═══ Data lines ═══

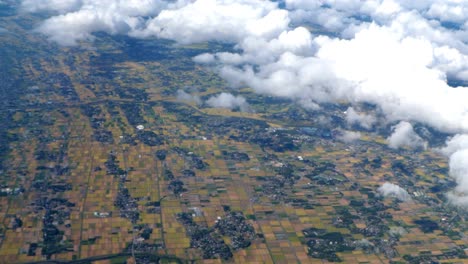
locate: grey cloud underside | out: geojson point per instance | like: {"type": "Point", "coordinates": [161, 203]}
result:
{"type": "Point", "coordinates": [395, 54]}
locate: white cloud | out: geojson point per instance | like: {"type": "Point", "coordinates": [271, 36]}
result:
{"type": "Point", "coordinates": [392, 190]}
{"type": "Point", "coordinates": [222, 20]}
{"type": "Point", "coordinates": [395, 54]}
{"type": "Point", "coordinates": [229, 101]}
{"type": "Point", "coordinates": [353, 117]}
{"type": "Point", "coordinates": [349, 136]}
{"type": "Point", "coordinates": [404, 136]}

═══

#### To do
Reproduce every line of the items above, including the requests, and increase each coordinate value in the result points by 55. Keep the sample coordinates in the requests unchanged, and leave out the pictures.

#### Exercise result
locate: grey cloud underside | out: geojson point per instance | like: {"type": "Point", "coordinates": [161, 203]}
result:
{"type": "Point", "coordinates": [450, 109]}
locate: white cloud | out: geojson point per instance | like: {"type": "Point", "coordinates": [271, 36]}
result:
{"type": "Point", "coordinates": [447, 245]}
{"type": "Point", "coordinates": [277, 75]}
{"type": "Point", "coordinates": [450, 109]}
{"type": "Point", "coordinates": [284, 156]}
{"type": "Point", "coordinates": [408, 172]}
{"type": "Point", "coordinates": [404, 191]}
{"type": "Point", "coordinates": [459, 191]}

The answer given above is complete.